**Directions**.
Leave out the pictures and print precisely the lines from the line with "Identify the green goalkeeper" to the final line of the entries, both ends included.

**Input for this task**.
======

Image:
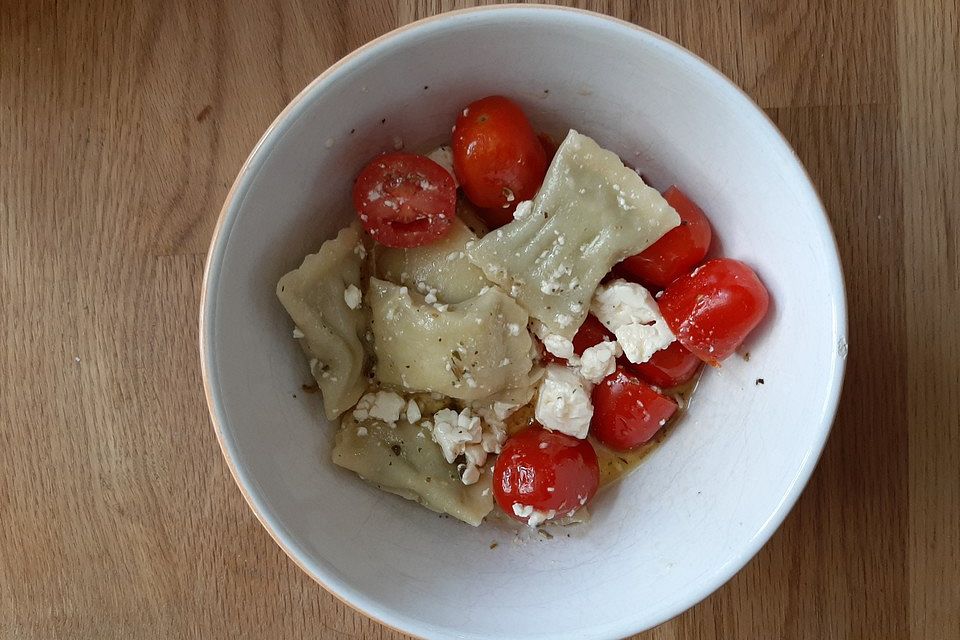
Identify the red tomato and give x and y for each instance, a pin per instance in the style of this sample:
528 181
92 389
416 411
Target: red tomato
590 333
496 154
668 367
627 412
545 470
712 310
405 200
678 251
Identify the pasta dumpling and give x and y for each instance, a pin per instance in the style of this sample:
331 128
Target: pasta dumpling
467 351
403 459
590 213
321 297
441 266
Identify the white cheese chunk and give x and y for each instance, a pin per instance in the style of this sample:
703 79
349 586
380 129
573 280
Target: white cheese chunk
534 517
599 361
352 296
631 313
563 403
464 434
381 405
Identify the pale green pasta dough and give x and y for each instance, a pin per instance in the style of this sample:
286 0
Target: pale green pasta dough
405 461
590 213
467 351
331 332
441 266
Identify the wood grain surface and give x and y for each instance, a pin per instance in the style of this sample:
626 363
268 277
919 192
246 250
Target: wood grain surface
122 125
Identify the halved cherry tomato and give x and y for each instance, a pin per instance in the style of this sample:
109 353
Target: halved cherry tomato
668 367
678 251
496 154
545 470
590 333
405 200
712 310
627 412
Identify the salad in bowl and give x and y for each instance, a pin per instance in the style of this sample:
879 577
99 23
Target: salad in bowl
509 324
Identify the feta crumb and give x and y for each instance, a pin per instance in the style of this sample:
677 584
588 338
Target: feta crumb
563 403
559 346
599 361
381 405
352 296
534 517
523 210
631 313
413 411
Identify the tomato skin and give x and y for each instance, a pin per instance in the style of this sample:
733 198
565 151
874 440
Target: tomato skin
405 200
678 251
668 367
627 412
496 154
536 460
590 333
714 308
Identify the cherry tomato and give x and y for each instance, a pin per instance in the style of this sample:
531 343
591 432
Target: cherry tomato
590 333
496 154
668 367
627 412
545 470
712 309
405 200
678 251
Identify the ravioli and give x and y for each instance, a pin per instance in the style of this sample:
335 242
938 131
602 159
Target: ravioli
590 213
467 351
405 461
441 266
332 332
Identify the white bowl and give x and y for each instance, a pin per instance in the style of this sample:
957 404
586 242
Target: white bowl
701 505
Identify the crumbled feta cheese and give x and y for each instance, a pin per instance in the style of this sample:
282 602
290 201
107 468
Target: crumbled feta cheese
381 405
523 209
559 346
413 411
599 361
352 296
463 434
631 313
534 517
453 431
563 403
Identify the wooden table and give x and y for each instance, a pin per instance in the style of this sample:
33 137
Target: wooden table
123 124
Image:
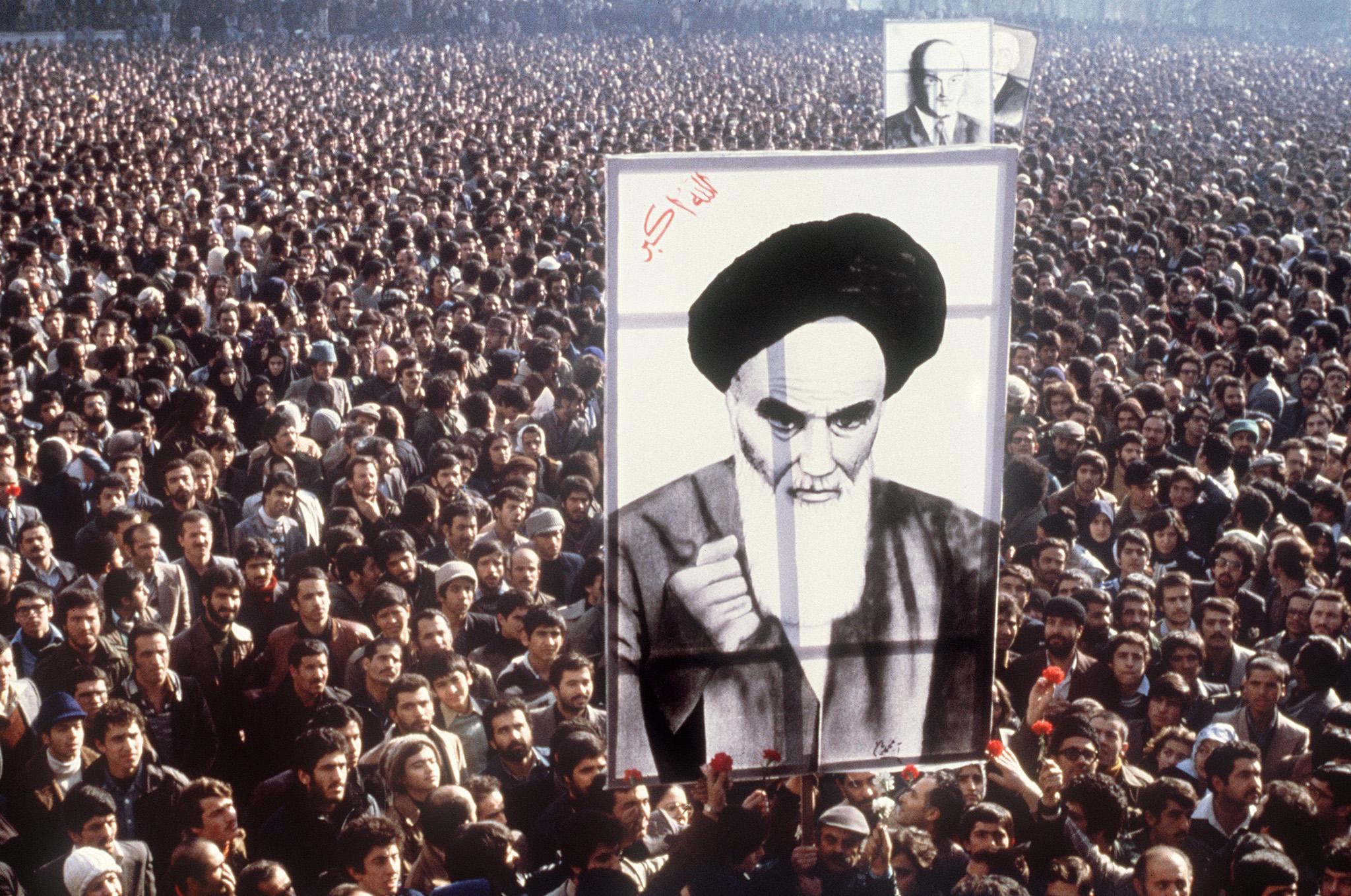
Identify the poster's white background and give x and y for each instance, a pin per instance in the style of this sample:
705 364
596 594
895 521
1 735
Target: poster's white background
935 432
970 37
1027 50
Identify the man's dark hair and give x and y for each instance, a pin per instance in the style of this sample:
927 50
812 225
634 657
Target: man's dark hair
987 813
1226 756
1258 871
569 663
220 576
335 715
114 713
82 803
363 834
1174 642
1338 777
1073 871
544 617
305 574
1336 856
584 833
1288 814
95 553
144 630
501 707
406 683
188 806
1154 796
303 648
1103 803
445 813
1170 686
1319 659
1142 864
990 885
314 745
479 851
1066 728
511 601
75 599
947 799
575 748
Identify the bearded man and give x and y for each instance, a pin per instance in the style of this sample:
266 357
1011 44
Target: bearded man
784 595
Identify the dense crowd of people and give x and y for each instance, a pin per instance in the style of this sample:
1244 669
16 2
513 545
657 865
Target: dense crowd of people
301 397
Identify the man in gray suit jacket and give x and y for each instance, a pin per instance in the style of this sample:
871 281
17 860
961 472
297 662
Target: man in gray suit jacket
166 581
1258 721
938 82
786 583
13 514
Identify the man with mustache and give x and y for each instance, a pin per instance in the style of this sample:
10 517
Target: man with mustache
791 554
1234 772
1063 620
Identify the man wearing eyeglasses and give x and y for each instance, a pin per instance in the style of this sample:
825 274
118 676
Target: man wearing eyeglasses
1073 748
1232 562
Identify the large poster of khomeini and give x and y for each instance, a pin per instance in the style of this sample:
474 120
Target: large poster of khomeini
788 594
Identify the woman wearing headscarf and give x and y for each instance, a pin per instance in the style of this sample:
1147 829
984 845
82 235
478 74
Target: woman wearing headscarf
1096 533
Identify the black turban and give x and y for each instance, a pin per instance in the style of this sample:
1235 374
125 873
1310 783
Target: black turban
856 266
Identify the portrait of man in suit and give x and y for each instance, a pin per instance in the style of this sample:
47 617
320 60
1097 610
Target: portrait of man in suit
938 78
1008 84
785 597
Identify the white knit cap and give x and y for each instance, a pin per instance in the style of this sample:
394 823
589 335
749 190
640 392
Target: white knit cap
84 866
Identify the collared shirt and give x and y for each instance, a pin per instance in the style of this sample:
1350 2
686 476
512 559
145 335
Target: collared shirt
930 123
1205 813
10 524
1259 736
126 800
158 723
1139 696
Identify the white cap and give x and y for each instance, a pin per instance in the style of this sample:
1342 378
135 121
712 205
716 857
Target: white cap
84 866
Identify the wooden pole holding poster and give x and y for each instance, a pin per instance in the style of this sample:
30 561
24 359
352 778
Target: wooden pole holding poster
808 820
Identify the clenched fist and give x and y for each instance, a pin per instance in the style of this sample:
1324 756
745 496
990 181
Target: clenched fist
718 595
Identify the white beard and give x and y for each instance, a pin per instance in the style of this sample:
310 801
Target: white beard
821 580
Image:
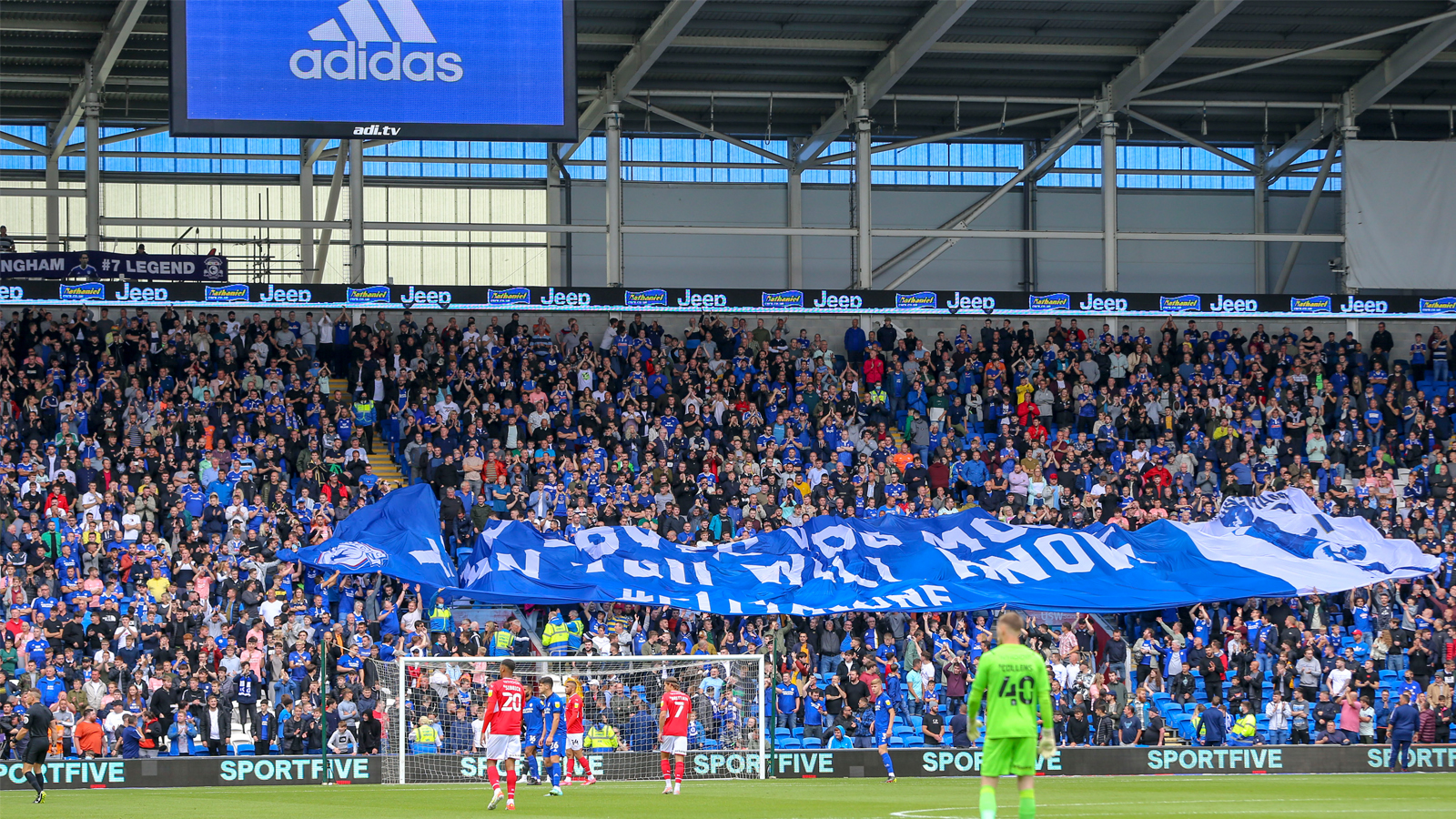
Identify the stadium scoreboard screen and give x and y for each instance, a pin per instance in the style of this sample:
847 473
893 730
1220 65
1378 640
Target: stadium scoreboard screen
407 69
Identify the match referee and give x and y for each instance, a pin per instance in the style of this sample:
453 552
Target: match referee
38 727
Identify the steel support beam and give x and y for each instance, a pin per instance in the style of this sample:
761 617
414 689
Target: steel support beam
1307 217
1167 50
1028 222
613 197
1055 149
1108 201
1193 140
1120 92
92 106
1368 91
553 215
864 174
123 22
306 207
329 215
795 207
1300 55
356 212
635 66
53 203
887 72
706 131
1261 258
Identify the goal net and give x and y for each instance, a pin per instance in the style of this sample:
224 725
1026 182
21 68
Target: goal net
619 695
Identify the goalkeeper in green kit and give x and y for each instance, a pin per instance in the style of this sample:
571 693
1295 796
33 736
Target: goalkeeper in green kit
1012 678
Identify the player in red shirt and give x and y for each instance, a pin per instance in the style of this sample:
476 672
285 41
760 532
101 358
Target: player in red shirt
575 733
502 732
672 723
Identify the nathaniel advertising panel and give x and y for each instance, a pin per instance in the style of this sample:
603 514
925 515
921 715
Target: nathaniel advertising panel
437 69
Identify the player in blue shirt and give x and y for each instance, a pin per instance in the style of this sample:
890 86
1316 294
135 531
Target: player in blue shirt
885 723
553 739
531 719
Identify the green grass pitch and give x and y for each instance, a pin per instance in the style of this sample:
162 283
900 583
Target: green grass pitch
1177 797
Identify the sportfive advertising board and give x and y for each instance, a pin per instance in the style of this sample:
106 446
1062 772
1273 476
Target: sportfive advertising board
211 771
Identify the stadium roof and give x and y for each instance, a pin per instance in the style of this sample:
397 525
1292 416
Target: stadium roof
750 69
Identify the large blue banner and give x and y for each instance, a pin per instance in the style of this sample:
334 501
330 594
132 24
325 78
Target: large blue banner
399 535
1279 544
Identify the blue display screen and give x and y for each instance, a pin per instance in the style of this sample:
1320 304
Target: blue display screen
368 62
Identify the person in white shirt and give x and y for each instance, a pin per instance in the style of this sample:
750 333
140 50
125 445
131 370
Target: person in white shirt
1339 680
216 738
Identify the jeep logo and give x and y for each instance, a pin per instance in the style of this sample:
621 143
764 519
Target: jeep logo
130 293
708 300
565 299
419 298
1363 307
1225 305
1099 305
286 295
826 300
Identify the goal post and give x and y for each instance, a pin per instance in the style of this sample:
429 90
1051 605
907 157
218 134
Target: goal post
621 695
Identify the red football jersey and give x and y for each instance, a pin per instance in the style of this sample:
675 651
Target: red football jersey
679 709
504 707
574 714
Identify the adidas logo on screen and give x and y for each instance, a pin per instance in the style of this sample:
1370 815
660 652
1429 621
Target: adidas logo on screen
361 26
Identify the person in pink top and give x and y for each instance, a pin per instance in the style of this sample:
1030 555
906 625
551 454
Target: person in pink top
1350 719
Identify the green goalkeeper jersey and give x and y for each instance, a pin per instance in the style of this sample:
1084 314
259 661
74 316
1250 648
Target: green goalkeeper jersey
1014 682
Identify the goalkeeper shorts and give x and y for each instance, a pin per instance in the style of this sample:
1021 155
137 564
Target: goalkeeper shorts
1012 755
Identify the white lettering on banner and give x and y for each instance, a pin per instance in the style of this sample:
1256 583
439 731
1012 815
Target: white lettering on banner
565 299
286 295
1116 557
419 298
1363 307
1006 567
846 576
963 567
1047 545
1225 305
703 300
839 302
781 571
475 570
533 564
909 599
996 531
130 293
640 569
958 303
157 267
597 542
826 538
885 570
938 595
953 540
1101 305
877 541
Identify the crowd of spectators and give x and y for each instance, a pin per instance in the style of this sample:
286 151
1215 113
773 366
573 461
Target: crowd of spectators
153 462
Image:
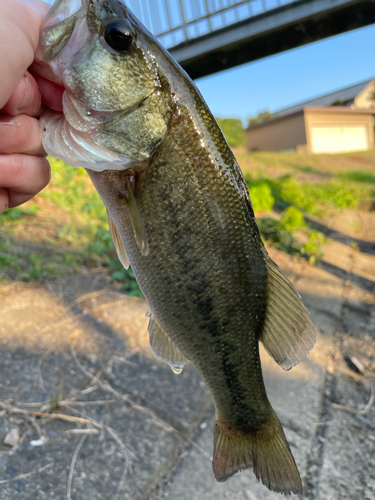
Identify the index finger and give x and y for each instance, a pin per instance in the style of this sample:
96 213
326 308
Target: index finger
26 99
20 21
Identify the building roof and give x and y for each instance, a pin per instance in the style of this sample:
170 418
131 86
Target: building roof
346 95
319 109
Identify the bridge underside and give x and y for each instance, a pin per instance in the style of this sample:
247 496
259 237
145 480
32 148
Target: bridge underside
281 29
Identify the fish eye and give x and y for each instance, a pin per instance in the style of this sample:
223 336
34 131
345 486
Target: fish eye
118 35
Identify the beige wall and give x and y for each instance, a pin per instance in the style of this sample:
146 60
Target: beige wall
363 101
319 118
286 133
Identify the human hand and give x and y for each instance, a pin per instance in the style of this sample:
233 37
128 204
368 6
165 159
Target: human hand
24 171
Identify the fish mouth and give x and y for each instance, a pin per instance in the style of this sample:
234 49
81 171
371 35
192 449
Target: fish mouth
51 92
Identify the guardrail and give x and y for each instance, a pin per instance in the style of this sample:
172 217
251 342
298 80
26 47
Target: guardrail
177 21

======

**Exercise answer**.
Identify the green goalkeeper jersey and give x and y for each instance, a pin per instance in the style of this sample:
1084 314
259 661
74 316
1250 648
Target: green goalkeeper jersey
1014 682
Identify the goalkeeper shorts and give x and y for each instance, a pin per instance in the style of this sample:
1021 155
137 564
Target: goalkeeper shorts
1012 755
Identify the white lettering on banner and give x and y for each instance, a pin per instance in the style of this sample:
1256 583
439 731
1012 815
Target: white lettering on banner
565 299
286 295
1116 557
419 298
1363 307
1006 567
846 576
963 567
1047 545
1225 305
703 300
839 302
781 571
475 570
533 564
909 599
996 531
130 293
640 569
958 303
157 267
597 542
826 538
885 570
938 595
953 540
1101 305
877 541
Identify the crowd of spectators and give x and y for each instance, a pin per instance in the style of this sample:
286 151
1215 113
773 366
573 461
Target: crowd of spectators
153 462
Image:
Identify the index finger and give x and y for each instance, a pin per instance in the style of this sample:
96 213
326 308
Target: index finger
26 99
20 21
Identify the building roof and give x and y for each instance, a pin per instance in the style of this sample:
170 418
131 86
Target: building roof
346 95
319 109
Identify the bridge underside and give x and y for each instance, a pin per instance in the style of this sample:
247 496
259 237
145 480
32 148
Target: bridge underside
281 29
Identify the fish eye and give x and y for each instance, a pin per instance in the style of this sample:
223 336
34 131
345 486
Target: fish eye
118 35
Identify the beige wall and give x and y for each instance, a pin per instance in the style of this sample:
146 60
Target: beige wall
363 101
319 118
286 133
Identify the human hand and give x and y for each instance, a pin per instance in the style of this sample:
233 37
128 204
368 6
165 159
Target: human hand
24 171
Identify the fish mouth and give x and y for each instance, a pin per instance in the style of this sample:
234 49
81 171
371 35
192 449
Target: fish mouth
51 92
Identify the guardrail and give x and y for each instance, a pin per instance in the style of this sample:
172 217
251 342
298 80
26 47
Target: guardrail
177 21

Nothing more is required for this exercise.